▶ [ФРАГМЕНТ ИСТОЧНИКА]:

___

В 1936 году издательство «Молодая гвардия» выпустило книгу «Перед лицам смерти» — о героях-антифашистах Германии, Австрии, Польши, Болгарии, Испании. В этом сборнике были приведены письма, с которыми борцы против фашизма в предсмертные часы обращались к своим близким. Об этой волнующей книге Николай Калмыков рассказал на страницах «Орловской правды». Есть в статье и строки из писем героев, например, строки из последнего письма немецкого коммуниста Августа Лютгенса его детям: «Когда вы подрастёте, — писал Лютгенс, — и будете изучать мировую историю, вы поймёте, кем был ваш папа и за что он боролся и умер, и вы поймёте также, почему ваш папа поступил так, а не иначе. Итак, прощайте и будьте борцами!»
«Эти письма нельзя читать без волнения, — утверждал Николай Калмыков. — Они вызывают чувство безраздельной гордости за героическое племя революции, преклонение перед великим мужеством лучших сынов мирового пролетариата».
Думал ли орловский журналист Николай Калмыков тогда, в 1936 году, что через сорок лет и его письма будут вызывать такое же чувство безграничной гордости за героическое племя революции?
Призванный в Красную Армию в первые же дни Отечественной войны, Николай Калмыков был политруком роты, секретарём партийного бюро полка. По фронтовым дорогам прошел сотни верст. Воевал под Сталинградом, на Орловско-Курской дуге, под Харьковом и Полтавой, форсировал Днепр, освобождал Советскую Прибалтику, Польшу.

___

▶ [Строки из набора данных]:
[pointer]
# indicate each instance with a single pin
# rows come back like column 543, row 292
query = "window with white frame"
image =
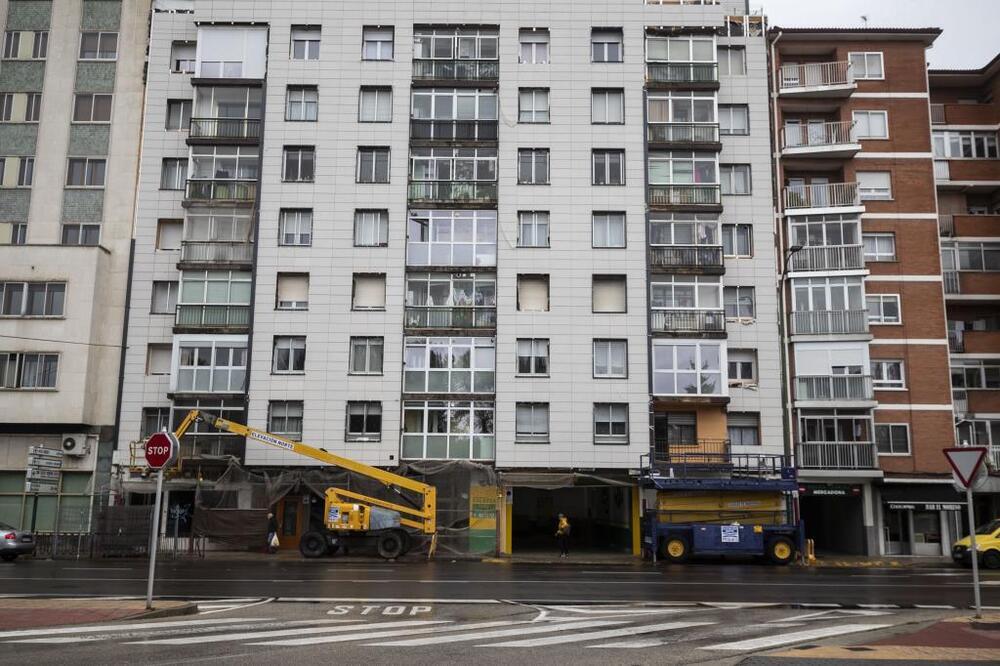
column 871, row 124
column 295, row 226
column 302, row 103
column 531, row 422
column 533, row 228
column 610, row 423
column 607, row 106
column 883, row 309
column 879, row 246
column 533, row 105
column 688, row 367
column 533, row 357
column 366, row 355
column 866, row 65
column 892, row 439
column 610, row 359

___

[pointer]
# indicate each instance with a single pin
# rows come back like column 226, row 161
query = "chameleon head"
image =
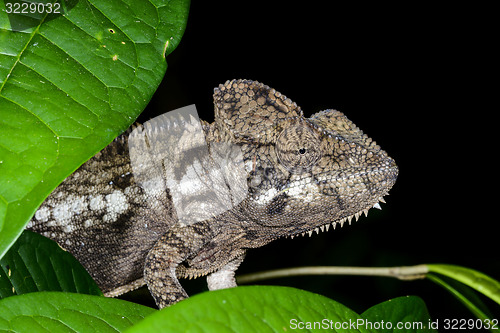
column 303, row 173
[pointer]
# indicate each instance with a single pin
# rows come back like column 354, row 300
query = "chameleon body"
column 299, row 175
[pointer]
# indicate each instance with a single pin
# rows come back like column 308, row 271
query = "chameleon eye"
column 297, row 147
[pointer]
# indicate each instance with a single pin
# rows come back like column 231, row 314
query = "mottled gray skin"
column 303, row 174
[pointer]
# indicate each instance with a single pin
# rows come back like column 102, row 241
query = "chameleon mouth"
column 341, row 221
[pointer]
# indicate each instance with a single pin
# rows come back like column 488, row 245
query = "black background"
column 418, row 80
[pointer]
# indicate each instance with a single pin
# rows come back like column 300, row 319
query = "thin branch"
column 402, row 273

___

▶ [ЦЕЛЬ ЗАДАНИЯ 1]: Перечислите все страны, о героях-антифашистах которых, согласно отрывку, рассказывала книга, выпущенная в 1936 году.
▶ [ЦЕЛЬ ЗАДАНИЯ 2]: Воспроизведите участок отрывка от слов "Думал ли орловский" до слов "Советскую Прибалтику, Польшу.", подставив "тридцать лет" вместо "сорок лет".
▶ [ЦЕЛЬ ЗАДАНИЯ 3]: Определите, соответствуют ли отрывку следующие утверждения, и подтвердите каждый ответ точной цитатой: (a) книгу выпустило издательство «Молодая гвардия»; (b) Николай Калмыков был призван в армию в последние месяцы войны; (c) Николай Калмыков форсировал Днепр.

▶ [РЕШЕНИЕ ЗАДАЧИ 1]: Германия, Австрия, Польша, Болгария, Испания.

▶ [РЕШЕНИЕ ЗАДАЧИ 2]:
Думал ли орловский журналист Николай Калмыков тогда, в 1936 году, что через тридцать лет и его письма будут вызывать такое же чувство безграничной гордости за героическое племя революции?
Призванный в Красную Армию в первые же дни Отечественной войны, Николай Калмыков был политруком роты, секретарём партийного бюро полка. По фронтовым дорогам прошел сотни верст. Воевал под Сталинградом, на Орловско-Курской дуге, под Харьковом и Полтавой, форсировал Днепр, освобождал Советскую Прибалтику, Польшу.

▶ [РЕШЕНИЕ ЗАДАЧИ 3]:
(a) Да: «В 1936 году издательство «Молодая гвардия» выпустило книгу».
(b) Нет: «Призванный в Красную Армию в первые же дни Отечественной войны».
(c) Да: «форсировал Днепр».